SELECTION:
▬▬▬▬▬▬

Sunday, January 7, 2018

Top 10 albums of 2018

Better late than never... These are the records that went on repeat at Discopop TowersTM in 2017. Which was a week ago.

10) Muna - About U

When you're beaten and a friend unexpectedly comes to your defence. When you're silently hurting and someone notices. When you just need to be understood. That's what this album is, but songs.

9) Billie Eilish - Don't Smile At Me

Technically an EP, but longer than most Beatles' albums, so I'm allowing it.

Billie Eilish has a faultless ear for melody, a lean-closer voice and a bucketful of acidic lyrics. Everyone, including me, goes on about Bellyache, where she fantasises about killing her friends. But my favourite (because I actually lived it) is Party Favor, where she casually and callously dumps her boyfriend on his birthday. "I hate to do this to you on your birthday," she coos. "Happy birthday, by the way".

8) Wolf Alice - Visions Of A Life
Good luck summing this one up. Ellie, Theo, Joff and Joel sound like they've raided the musical pick'n'mix counter, grabbing handfuls of grunge and dream-pop and punk shoegaze and anything else that takes their fancy - Ellie even borrows Neil Tenant's deadpan vocal "stylings" on Sky Musings. But somehow it works. You can holler along to Beautifully Unconventional, you can spit at Yuk Foo, you can swoon to Don't Delete The Kisses.

"I think hummus is quite a good analogy for our album," Ellie told me in September. "You get all these different varieties but at the end of the day they're all hummus."

Told you it was impossible to sum up.

7) Kendrick Lamar - Damn
The fire, the fury, the blood, the piss, the faith, the doubt, the humility, the false humility, the Rihanna duet, the breezy, casual competence of it all. At this point, he's basically showing off.

6) Paramore - After Laughter
Paramore's technicolor fifth album completes their transformation into pin-sharp pop stars - but not, like, Katy Perry or anything. ("I can't imagine getting up there and playing a Max Martin song – at that point we might as well just stop," guitarist Taylor York told The New York Times in April).

Instead, they take their cues from the angular elbows and polyrhythms of Talking Heads and Cyndi Lauper, while Hayley Williams picks at the scabs of her depression in a procession of unflinchingly stark lyrics.

My favourite track is Rose Colored Boy - where she rages against an irritatingly glass-half-full acquaintance. "And oh, I'm so annoyed," she hisses, "'Cause I just killed off what was left of the optimist in me". Sad-dancing hasn't been this good since Robyn last released an album.

▬▬▬▬▬▬

TASK 1: In the albums list, what food does Ellie compare the Wolf Alice album to?
TASK 2: Continue the albums list from the end of its Paramore entry.

▬▬▬▬▬▬

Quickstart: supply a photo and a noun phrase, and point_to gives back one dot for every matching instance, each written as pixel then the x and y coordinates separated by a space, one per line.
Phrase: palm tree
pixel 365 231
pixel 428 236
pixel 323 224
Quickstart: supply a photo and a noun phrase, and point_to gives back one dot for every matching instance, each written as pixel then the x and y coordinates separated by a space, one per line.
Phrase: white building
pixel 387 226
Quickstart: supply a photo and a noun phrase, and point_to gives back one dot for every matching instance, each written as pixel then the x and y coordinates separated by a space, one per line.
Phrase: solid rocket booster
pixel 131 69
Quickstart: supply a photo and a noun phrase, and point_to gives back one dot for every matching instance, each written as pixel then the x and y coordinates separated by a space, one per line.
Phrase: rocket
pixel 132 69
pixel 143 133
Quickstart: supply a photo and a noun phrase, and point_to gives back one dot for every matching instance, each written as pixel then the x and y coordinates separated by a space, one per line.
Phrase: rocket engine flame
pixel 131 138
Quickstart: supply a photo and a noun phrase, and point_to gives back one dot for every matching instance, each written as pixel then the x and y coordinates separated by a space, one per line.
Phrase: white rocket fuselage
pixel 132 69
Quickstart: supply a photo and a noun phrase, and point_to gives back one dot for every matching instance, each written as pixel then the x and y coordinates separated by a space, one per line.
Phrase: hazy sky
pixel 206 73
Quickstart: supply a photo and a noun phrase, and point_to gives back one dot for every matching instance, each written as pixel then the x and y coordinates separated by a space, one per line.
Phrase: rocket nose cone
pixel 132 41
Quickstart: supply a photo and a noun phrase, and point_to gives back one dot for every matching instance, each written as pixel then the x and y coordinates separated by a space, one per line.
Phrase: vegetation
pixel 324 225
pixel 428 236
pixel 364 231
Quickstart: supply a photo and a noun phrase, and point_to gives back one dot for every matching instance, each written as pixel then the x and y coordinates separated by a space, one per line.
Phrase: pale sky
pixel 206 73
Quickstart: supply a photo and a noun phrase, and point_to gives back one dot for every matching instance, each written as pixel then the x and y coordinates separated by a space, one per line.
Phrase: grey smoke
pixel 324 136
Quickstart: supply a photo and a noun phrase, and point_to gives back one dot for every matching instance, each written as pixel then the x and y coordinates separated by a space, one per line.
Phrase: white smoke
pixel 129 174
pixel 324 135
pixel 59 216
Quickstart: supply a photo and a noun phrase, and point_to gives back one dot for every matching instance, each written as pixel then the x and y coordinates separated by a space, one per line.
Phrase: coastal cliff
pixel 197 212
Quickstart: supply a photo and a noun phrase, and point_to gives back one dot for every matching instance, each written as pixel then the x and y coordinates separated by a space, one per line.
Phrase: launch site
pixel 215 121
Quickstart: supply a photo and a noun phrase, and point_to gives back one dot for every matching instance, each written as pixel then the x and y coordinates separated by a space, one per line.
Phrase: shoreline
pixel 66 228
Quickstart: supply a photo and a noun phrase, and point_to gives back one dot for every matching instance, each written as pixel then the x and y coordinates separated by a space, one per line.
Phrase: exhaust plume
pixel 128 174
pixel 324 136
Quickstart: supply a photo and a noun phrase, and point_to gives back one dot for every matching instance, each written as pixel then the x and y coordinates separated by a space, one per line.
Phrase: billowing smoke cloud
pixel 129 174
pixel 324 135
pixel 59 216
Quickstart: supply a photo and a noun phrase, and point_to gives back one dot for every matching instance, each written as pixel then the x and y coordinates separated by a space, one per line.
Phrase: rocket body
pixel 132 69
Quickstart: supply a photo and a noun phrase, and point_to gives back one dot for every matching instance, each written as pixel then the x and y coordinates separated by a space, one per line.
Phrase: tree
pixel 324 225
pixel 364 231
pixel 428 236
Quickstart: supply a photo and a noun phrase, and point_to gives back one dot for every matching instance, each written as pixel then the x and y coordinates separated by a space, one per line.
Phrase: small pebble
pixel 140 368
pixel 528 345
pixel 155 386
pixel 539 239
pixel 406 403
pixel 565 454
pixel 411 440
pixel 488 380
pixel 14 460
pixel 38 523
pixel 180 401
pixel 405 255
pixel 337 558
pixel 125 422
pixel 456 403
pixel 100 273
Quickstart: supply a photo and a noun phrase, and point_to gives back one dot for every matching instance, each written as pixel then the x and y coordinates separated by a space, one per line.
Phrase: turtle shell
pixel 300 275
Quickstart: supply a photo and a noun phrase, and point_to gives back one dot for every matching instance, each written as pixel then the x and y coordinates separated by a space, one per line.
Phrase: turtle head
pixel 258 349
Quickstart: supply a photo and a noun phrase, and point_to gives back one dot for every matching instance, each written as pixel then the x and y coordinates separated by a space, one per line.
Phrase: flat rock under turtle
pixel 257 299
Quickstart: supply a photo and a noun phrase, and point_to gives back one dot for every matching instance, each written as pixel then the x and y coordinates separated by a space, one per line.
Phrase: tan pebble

▬▬▬▬▬▬

EXPECTED OUTPUT 1: Hummus.

EXPECTED OUTPUT 2:
5) Lorde - Melodrama

Too clever for its own good, Lorde's second album suffers from a surfeit of ideas. When they work (the conspiratorial tongue click on Perfect Places, the submerged vocal samples of Sober) it's glorious. But other tracks threaten to collapse under the weight of their ambition. It's telling that the standout moments are the simplest: Liability and Writer In The Dark.

But you can't argue with Ella Yelich-O'Connor's facility with melody, nor her gothic, awkward, evocative lyrics - somehow cool in their lack of coolness.

"We're the greatest/ They'll hang us in the Louvre / Down the back... but who cares? Still the Louvre" is a stand-out, but my absolute favourite is "I'm closing my teeth around this liquor-wet lime".

A flawed masterpiece.

4) Dua Lipa - Dua Lipa

Was it groundbreaking? No.
Did it rewrite pop history? No.
Was it an unimpeachable collection of pop songs? Yes.

New Rules was the standout, naturally, but you get six other singles for your money, from the self-descriptive Hotter Than Hell to the ridiculously danceable Blow Your Mind (Mwah). And check out Dua's sultry, husky vocals on Thinking 'Bout You for proof that she's set to be the UK's finest pop star.

3) St Vincent - Masseduction

All seedy glamour, giddy highs and unsettling lows, St Vincent's fifth album is as sticky and messy as real life gets.

Over crunching programmed beats, her stories invariably deal with loss of control ("I cannot stop the airplane from crashing," she sings on the title track), with references to mood-stabilising drugs, and a soul-crushing break-up ("how can anyone have you and lose you and not lose their mind, too?" - Los Ageless).

Annie Clark's most personal album to date, it's also her most pop-fuelled. She's ably assisted in this by Jack Antonoff, who also produced Lorde and Taylor Swift's latest albums, but never surrenders her wit, her inventiveness or her fury.

2) Kesha - Rainbow

When life gives you lemons, make a defiantly bonkers hillbilly pop record.

Kesha may not have won her freedom from Dr Luke, the producer and label boss she accuses of drugging and sexually abusing her (claims he denies) but she was finally free to make the music she wanted.

Out go the vocoders and retrospectively creepy lyrics about being drunk and out of control. In come throat-shredding vocals and revelatory songs about resilience, compassion, independence and, er... dating Godzilla.

The back story makes it compelling, but it's the songs that keep you coming back.

1) Laura Marling - Semper Femina

Acres of newsprint were wasted discussing how Laura Marling wrote about femininity from a male perspective. For a start, she abandoned that conceit half-way through (although the record is broadly about female archetypes, from the wild child to the artist's muse). But worse than that, it steers your attention away from the mesmerising beauty of these songs.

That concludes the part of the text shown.